Task statement
Word for word, repeat the lines of the records from the one containing "hat with a point." through the last line, both included.

Available data
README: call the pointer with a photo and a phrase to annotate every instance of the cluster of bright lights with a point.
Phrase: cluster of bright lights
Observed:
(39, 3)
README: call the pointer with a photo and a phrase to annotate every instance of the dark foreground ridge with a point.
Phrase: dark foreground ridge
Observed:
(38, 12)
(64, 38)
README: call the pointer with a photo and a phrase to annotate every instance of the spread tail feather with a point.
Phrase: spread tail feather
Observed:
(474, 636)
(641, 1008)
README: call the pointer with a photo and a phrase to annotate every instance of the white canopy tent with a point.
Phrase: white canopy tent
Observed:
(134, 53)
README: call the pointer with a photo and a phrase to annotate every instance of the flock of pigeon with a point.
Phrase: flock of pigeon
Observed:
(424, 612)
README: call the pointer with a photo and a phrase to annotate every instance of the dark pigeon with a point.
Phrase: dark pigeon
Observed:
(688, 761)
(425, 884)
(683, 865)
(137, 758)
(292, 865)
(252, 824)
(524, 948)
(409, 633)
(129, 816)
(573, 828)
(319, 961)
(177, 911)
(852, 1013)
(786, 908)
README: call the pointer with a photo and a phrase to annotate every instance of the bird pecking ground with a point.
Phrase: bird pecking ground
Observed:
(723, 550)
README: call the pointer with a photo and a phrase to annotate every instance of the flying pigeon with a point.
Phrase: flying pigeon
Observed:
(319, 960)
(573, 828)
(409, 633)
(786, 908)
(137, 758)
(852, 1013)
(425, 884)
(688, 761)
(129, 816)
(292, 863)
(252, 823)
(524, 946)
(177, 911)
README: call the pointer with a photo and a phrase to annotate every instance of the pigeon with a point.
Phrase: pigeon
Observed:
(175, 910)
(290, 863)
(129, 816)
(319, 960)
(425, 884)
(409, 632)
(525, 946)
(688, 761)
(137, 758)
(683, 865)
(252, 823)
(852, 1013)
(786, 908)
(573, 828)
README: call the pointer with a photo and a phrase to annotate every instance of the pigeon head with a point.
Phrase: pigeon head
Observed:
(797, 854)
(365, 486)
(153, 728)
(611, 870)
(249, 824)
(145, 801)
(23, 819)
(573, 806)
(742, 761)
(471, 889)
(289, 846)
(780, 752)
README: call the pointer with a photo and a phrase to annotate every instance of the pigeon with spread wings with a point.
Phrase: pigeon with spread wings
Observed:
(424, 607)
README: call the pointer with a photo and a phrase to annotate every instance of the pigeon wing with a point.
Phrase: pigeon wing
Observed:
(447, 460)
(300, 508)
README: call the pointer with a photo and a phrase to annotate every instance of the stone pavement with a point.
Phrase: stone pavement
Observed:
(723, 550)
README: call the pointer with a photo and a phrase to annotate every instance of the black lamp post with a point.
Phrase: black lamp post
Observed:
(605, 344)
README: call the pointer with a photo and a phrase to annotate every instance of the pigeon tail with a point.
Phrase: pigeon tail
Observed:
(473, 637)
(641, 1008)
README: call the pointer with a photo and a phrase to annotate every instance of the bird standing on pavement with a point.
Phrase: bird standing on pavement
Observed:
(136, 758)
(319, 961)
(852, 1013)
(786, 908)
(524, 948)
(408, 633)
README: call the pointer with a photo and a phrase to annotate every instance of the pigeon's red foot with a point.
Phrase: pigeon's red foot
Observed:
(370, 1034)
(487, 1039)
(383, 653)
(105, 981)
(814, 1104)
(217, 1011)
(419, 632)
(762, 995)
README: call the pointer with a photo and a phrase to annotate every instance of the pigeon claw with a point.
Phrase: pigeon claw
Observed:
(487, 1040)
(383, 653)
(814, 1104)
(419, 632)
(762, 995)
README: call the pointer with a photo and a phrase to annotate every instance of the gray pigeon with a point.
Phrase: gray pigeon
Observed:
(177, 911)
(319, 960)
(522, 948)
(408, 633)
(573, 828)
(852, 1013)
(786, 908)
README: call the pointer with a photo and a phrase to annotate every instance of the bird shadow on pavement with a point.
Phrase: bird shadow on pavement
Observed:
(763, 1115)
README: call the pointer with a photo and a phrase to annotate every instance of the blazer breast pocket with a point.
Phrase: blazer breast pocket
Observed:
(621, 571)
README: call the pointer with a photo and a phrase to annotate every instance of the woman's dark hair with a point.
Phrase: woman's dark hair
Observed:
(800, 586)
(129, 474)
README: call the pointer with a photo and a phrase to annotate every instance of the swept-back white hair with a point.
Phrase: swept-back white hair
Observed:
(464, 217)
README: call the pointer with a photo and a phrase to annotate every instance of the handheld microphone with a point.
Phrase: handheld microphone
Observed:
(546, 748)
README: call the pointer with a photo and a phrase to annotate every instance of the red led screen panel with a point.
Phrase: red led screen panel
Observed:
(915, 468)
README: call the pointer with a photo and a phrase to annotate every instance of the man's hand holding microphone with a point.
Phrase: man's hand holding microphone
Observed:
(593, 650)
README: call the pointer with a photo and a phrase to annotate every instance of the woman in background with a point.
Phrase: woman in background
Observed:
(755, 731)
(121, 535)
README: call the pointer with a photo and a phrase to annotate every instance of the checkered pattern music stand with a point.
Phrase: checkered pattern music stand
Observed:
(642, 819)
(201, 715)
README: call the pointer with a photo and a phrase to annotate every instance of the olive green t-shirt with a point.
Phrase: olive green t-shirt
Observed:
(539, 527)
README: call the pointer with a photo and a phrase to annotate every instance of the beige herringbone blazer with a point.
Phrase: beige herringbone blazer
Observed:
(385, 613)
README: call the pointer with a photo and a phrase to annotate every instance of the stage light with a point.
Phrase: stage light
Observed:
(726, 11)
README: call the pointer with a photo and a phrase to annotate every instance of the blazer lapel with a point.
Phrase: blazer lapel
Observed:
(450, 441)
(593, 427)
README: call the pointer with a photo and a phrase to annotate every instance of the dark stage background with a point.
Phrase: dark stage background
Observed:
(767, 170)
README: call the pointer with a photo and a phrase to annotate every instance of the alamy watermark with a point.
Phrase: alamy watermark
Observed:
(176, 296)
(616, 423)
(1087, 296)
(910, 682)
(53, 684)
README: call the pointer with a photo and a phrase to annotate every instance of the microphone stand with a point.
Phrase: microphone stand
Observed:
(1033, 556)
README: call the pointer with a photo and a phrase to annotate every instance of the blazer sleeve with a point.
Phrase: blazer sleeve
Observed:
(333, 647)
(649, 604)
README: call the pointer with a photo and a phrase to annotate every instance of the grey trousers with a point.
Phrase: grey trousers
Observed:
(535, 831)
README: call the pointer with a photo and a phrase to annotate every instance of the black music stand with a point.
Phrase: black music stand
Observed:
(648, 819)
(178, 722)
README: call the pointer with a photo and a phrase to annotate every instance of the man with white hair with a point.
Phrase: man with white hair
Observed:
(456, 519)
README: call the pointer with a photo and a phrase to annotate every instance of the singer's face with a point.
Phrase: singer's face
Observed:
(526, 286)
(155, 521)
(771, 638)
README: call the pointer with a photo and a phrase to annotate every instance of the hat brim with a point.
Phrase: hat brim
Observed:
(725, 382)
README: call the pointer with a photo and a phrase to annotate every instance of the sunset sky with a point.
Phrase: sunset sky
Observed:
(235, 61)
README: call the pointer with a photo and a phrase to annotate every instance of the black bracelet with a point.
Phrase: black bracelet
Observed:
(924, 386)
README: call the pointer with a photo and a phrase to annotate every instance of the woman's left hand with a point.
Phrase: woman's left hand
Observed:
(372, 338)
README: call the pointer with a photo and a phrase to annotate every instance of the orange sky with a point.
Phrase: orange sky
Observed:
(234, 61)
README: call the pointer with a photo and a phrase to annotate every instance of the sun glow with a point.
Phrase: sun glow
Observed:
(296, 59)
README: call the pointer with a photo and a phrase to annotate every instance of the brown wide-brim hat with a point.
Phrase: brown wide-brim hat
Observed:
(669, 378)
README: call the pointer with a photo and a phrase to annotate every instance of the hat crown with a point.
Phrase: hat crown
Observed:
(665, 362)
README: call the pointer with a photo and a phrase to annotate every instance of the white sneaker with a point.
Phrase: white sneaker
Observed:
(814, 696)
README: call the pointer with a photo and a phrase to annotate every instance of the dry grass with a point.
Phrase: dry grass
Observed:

Response to this exercise
README: call the pointer with a photo and a phrase to annotate every instance of the brown wide-brim hat with a point.
Phrase: brown wide-brim hat
Observed:
(669, 378)
README: call the pointer with a photo and a phrase to annotate every instance of the hat crown with a point.
Phrase: hat crown
Observed:
(665, 362)
README: call the pointer with a photo and a phrase to annotate every instance of the white sneaker with a point.
Phrase: white sneaker
Observed:
(814, 696)
README: call the pointer with a photo and a phrase to annotate every instance of the dry grass with a point.
Phrase: dry grass
Observed:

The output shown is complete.